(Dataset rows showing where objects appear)
>> START

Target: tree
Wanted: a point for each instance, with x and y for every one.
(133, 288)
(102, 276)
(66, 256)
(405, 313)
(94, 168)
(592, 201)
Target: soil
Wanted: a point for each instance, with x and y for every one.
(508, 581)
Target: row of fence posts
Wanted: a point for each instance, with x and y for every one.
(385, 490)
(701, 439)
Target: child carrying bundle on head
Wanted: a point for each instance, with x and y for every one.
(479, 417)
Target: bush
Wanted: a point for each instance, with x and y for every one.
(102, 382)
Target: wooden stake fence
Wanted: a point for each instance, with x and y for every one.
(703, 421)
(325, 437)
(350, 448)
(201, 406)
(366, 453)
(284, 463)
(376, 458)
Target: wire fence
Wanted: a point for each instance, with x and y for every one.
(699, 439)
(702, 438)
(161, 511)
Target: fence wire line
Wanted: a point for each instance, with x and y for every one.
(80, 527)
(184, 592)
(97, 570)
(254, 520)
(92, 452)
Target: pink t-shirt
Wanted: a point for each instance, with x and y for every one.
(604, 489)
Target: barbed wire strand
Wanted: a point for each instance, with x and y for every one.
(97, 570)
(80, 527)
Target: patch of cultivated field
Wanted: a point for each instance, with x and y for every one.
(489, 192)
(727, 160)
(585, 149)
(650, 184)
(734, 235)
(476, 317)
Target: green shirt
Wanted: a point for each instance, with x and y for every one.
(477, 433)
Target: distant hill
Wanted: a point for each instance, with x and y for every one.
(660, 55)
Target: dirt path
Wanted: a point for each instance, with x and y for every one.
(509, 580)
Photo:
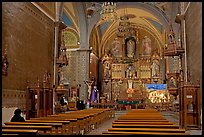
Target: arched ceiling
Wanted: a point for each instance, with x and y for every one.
(149, 16)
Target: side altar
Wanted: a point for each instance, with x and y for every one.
(126, 73)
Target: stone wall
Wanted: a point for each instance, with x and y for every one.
(194, 42)
(193, 19)
(29, 36)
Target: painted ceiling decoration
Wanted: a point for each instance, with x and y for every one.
(66, 20)
(70, 38)
(156, 24)
(103, 27)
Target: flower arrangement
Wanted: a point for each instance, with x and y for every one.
(130, 91)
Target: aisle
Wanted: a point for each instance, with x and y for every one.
(171, 116)
(108, 124)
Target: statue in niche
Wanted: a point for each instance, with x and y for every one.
(155, 68)
(146, 46)
(130, 71)
(89, 84)
(130, 43)
(115, 48)
(107, 67)
(172, 83)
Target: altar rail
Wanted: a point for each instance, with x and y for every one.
(163, 106)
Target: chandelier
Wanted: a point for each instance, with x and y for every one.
(108, 11)
(125, 28)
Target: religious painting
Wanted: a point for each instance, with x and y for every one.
(130, 44)
(146, 44)
(116, 48)
(155, 68)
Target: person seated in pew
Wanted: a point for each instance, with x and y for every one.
(17, 116)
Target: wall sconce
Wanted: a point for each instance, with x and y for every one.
(5, 62)
(4, 65)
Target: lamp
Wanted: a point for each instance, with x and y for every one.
(125, 28)
(62, 60)
(108, 11)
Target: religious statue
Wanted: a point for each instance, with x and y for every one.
(4, 65)
(155, 69)
(146, 46)
(172, 83)
(107, 67)
(94, 95)
(130, 47)
(130, 71)
(115, 48)
(89, 84)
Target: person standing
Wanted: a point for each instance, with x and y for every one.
(17, 116)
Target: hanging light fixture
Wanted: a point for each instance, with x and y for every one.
(108, 11)
(62, 60)
(125, 28)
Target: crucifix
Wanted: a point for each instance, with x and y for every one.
(89, 84)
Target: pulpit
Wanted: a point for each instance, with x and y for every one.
(103, 101)
(189, 106)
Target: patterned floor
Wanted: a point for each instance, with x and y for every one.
(171, 116)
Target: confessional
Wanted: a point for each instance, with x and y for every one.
(189, 106)
(39, 101)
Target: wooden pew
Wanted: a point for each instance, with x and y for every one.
(144, 126)
(148, 130)
(56, 127)
(19, 132)
(41, 129)
(140, 133)
(69, 125)
(144, 122)
(65, 124)
(138, 120)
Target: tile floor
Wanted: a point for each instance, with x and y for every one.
(171, 116)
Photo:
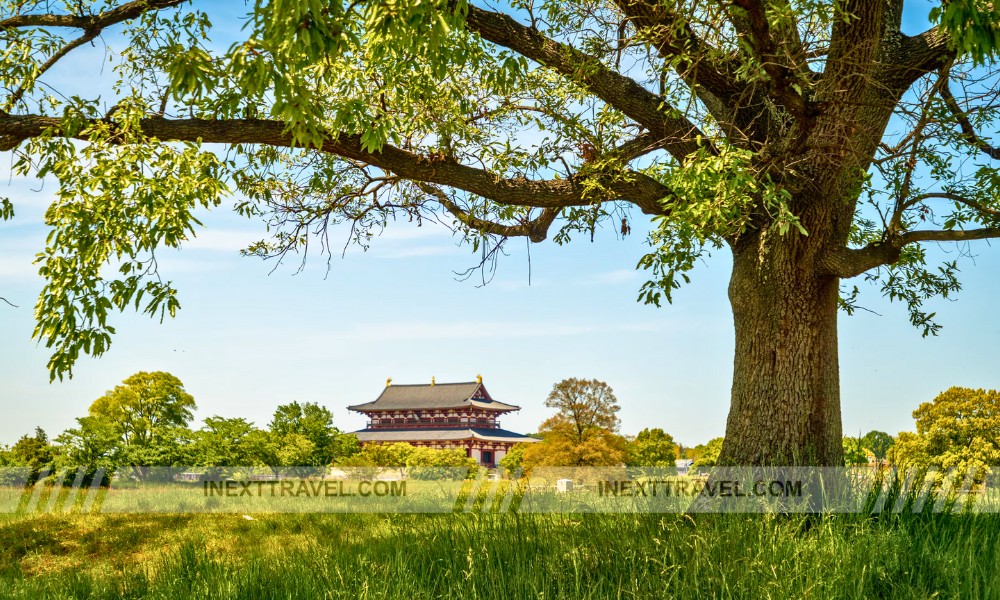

>> END

> **Job**
Write out all of the lines above as a numbered list, skipping any blank ones and leaving out the pictures.

> **Task output**
1. Target: tree
2. Wanted: a point for each instance, with x and y for every one.
3. (133, 288)
4. (102, 276)
5. (66, 256)
6. (405, 313)
7. (94, 168)
8. (592, 201)
9. Target: soil
10. Wanted: a point for each instance, with x and y for every one.
11. (508, 581)
12. Target: row of fence posts
13. Wanted: a point for each instance, with x and y for every one.
14. (385, 490)
15. (701, 439)
16. Target: child carrying bundle on head
17. Wanted: a point for each instance, with x and y for every one.
18. (479, 417)
19. Target: bush
20. Wanted: a point for each instance, with x and y for every one.
21. (102, 382)
22. Target: wooden stake fence
23. Wanted: a point for each instance, with x and y for every one.
24. (703, 421)
25. (325, 437)
26. (350, 448)
27. (201, 406)
28. (366, 453)
29. (284, 463)
30. (376, 458)
31. Target: wire fence
32. Wanted: a point for each instance, with x and y for every one.
33. (699, 439)
34. (702, 438)
35. (161, 511)
36. Target: fence wire line
37. Wanted: a point for each instance, with x and y for every one.
38. (80, 527)
39. (184, 592)
40. (97, 570)
41. (254, 520)
42. (92, 452)
43. Target: pink t-shirt
44. Wanted: a point for each instance, with x and y for every one.
45. (604, 489)
46. Target: barbed wire strand
47. Wanted: a point for each instance, with x and y for every one.
48. (97, 570)
49. (80, 527)
50. Target: patch of cultivated field
51. Wanted: a point for each instance, with x and y for every one.
52. (489, 192)
53. (727, 160)
54. (585, 149)
55. (650, 184)
56. (734, 235)
57. (476, 317)
58. Target: green shirt
59. Wanted: a point for each instance, with x and y for every one.
60. (477, 433)
61. Target: distant hill
62. Wanted: a point for each instance, with x and y for every one.
63. (660, 55)
64. Target: dirt path
65. Wanted: a point for each instance, with x and y for every one.
66. (509, 580)
67. Photo:
68. Target: arched ceiling
69. Wanted: a point for each instance, with x and y for every one.
70. (149, 16)
71. Target: side altar
72. Wanted: a point for each instance, with x and y for every one.
73. (126, 73)
74. Target: stone wall
75. Wanted: a point for each instance, with x and y for every one.
76. (194, 42)
77. (193, 19)
78. (29, 36)
79. Target: painted ceiling decoration
80. Wanted: a point for each instance, with x and y for every one.
81. (66, 20)
82. (70, 38)
83. (156, 24)
84. (103, 27)
85. Target: flower arrangement
86. Wanted: a point for each instance, with x and y for every one.
87. (130, 91)
88. Target: aisle
89. Wanted: a point for each instance, with x and y for every one.
90. (171, 116)
91. (108, 124)
92. Target: statue in niche
93. Wanted: a point for each instance, with x and y for every one.
94. (155, 68)
95. (146, 46)
96. (130, 71)
97. (89, 84)
98. (130, 43)
99. (115, 48)
100. (107, 67)
101. (172, 83)
102. Target: altar rail
103. Wanted: a point for each instance, with x and y for every one.
104. (163, 106)
105. Target: chandelier
106. Wanted: a point for each instance, with x and y for every one.
107. (108, 11)
108. (125, 28)
109. Target: religious painting
110. Wanted: a point for each instance, with x and y for every one.
111. (130, 44)
112. (146, 44)
113. (116, 48)
114. (155, 68)
115. Target: person seated in pew
116. Wanted: a point for each instance, with x and y for every one.
117. (17, 116)
118. Target: wall sconce
119. Wanted: a point for each instance, with x and y for every one.
120. (5, 62)
121. (4, 65)
122. Target: lamp
123. Wanted: a point for each instance, with x and y for every one.
124. (125, 28)
125. (62, 60)
126. (108, 11)
127. Target: religious statue
128. Wanted: a point for each instance, with x and y for every one.
129. (4, 65)
130. (155, 69)
131. (146, 46)
132. (172, 83)
133. (107, 67)
134. (94, 95)
135. (130, 47)
136. (130, 71)
137. (115, 48)
138. (89, 84)
139. Target: person standing
140. Wanted: a point for each instance, with x and y for every one.
141. (17, 116)
142. Target: hanging light fixture
143. Wanted: a point for each instance, with x and y for every one.
144. (108, 11)
145. (62, 60)
146. (125, 28)
147. Target: crucifix
148. Wanted: a point for each instance, with x and y for every one.
149. (89, 84)
150. Target: pulpit
151. Wanted: a point for each instance, with x and y for every one.
152. (103, 101)
153. (189, 106)
154. Target: patterned floor
155. Wanted: a point for each instance, with x and y for every one.
156. (171, 116)
157. Target: confessional
158. Wanted: a point for each instance, with x and y for every one.
159. (189, 106)
160. (39, 101)
161. Target: wooden pew
162. Wanted: a point for each instance, with x and y for every one.
163. (144, 126)
164. (148, 130)
165. (56, 127)
166. (19, 132)
167. (41, 129)
168. (140, 133)
169. (69, 125)
170. (144, 122)
171. (65, 124)
172. (138, 120)
173. Target: tile floor
174. Wanted: a point for each instance, with x and y for every one.
175. (171, 116)
176. Photo:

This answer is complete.